■ Goal
Copy the following lines word for word, keeping every character, space, and line break the same.

■ Exercise input
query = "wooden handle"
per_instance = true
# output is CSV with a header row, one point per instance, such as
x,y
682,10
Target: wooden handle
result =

■ Finished answer
query = "wooden handle"
per_instance = true
# output is CSV with a header row, one point per instance, such as
x,y
682,10
Target: wooden handle
result =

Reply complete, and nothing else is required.